Trecho do texto —
**********

Ciclo de Debates sobre Direitos Humanos na América Latina discute memória e justiça na ditadura na Argentina
Evento semestral promove reflexões sobre as transições democráticas na região; nesta edição, o tema central foi o processo de redemocratização na Argentina, com palestra da professora italiana Marzia Rosti

Dar destaque às violações dos direitos humanos ocorridas durante os regimes autoritários na América Latina e estimular uma análise crítica sobre os impactos deixados por esses períodos no cenário atual. Essa é a proposta principal do Ciclo de Debates sobre Direitos Humanos na América Latina, promovido pelo Programa de Pós-Graduação em Direitos Humanos (PPGD) da Universidade Tiradentes (Unit), que acontece a cada semestre desde 2018. Realizado em três encontros por semestre, o ciclo já se firmou como um espaço para o compartilhamento científico e uma discussão aprofundada acerca dos direitos humanos.
Na edição desta sexta-feira, 11, a convidada foi a professora italiana Marzia Rosti, da Universidade de Milão, que possui amplo reconhecimento por sua expertise em ditaduras e processos de transição democrática na América Latina, com ênfase na Argentina. Sua conferência, intitulada “Memória, Verdade e Justiça na Ditadura Cívico-Militar e suas Vítimas na Argentina”, trouxe uma reflexão detalhada sobre os obstáculos enfrentados pelo país para restaurar a democracia e garantir justiça às vítimas do regime militar.
Reflexões profundas e conexões com os dias atuais
Em sua fala, Rosti relembrou momentos marcantes da redemocratização argentina, como a eleição de Raúl Alfonsín em 1983, considerada o marco do retorno ao regime democrático. Ela destacou simbolismos adotados por Alfonsín, como tomar posse em 10 de dezembro, Dia Internacional dos Direitos Humanos, e discursar no Cabildo – um prédio histórico ligado aos movimentos de independência – em vez da tradicional sacada da Casa Rosada. “Esses gestos demonstraram claramente uma ruptura com o passado autoritário e uma reafirmação do compromisso com a democracia”, explicou.
Outro ponto ressaltado foi a criação da Comissão Nacional sobre o Desaparecimento de Pessoas (CONADEP), responsável por investigar os abusos cometidos durante a ditadura. O trabalho da comissão resultou no relatório “Nunca Más”, que documentou a existência de mais de 360 centros de detenção clandestinos e cerca de 8.960 desaparecidos. “Esse relatório foi inédito na América Latina e serviu de referência para outros países da região, como o Brasil”, apontou Rosti.

**********

Registros de uma coleta de dados —

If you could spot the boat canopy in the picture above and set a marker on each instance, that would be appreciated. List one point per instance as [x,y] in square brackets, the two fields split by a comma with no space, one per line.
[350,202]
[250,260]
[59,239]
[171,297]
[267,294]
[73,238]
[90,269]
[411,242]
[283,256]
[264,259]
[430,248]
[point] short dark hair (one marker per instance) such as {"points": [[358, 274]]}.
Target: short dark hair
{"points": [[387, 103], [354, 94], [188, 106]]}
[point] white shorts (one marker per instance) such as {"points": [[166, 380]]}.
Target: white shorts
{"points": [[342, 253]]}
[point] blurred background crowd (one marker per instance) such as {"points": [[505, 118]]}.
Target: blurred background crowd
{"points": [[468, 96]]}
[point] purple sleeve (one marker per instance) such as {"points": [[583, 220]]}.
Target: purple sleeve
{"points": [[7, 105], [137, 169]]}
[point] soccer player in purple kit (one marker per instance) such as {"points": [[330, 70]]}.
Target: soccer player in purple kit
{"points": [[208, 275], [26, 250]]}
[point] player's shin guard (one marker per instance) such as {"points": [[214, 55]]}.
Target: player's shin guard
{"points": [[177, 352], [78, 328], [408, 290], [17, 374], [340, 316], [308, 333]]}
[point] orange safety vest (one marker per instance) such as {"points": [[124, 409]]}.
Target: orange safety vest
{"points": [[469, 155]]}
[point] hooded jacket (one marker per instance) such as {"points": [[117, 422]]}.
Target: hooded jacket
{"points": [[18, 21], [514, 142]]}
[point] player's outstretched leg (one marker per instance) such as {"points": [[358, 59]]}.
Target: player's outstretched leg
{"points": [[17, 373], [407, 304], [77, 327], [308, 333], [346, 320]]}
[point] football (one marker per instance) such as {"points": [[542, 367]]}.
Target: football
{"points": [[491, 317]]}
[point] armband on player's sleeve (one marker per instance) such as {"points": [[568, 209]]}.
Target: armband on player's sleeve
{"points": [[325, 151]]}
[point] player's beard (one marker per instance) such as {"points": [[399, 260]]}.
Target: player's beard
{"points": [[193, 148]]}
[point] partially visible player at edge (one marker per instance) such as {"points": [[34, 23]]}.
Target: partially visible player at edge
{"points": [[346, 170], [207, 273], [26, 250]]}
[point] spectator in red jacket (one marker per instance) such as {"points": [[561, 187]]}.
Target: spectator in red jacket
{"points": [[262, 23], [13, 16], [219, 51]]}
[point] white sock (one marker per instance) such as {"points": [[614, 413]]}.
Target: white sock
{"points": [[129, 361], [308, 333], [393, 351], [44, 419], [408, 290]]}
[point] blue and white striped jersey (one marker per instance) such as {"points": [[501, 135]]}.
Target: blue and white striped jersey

**********

Extraia, sem nenhuma alteração, o trecho do texto sobre o Ciclo de Debates que vai de "Dar destaque às" a "dos direitos humanos.". As entradas formam um material independente do texto.

Dar destaque às violações dos direitos humanos ocorridas durante os regimes autoritários na América Latina e estimular uma análise crítica sobre os impactos deixados por esses períodos no cenário atual. Essa é a proposta principal do Ciclo de Debates sobre Direitos Humanos na América Latina, promovido pelo Programa de Pós-Graduação em Direitos Humanos (PPGD) da Universidade Tiradentes (Unit), que acontece a cada semestre desde 2018. Realizado em três encontros por semestre, o ciclo já se firmou como um espaço para o compartilhamento científico e uma discussão aprofundada acerca dos direitos humanos.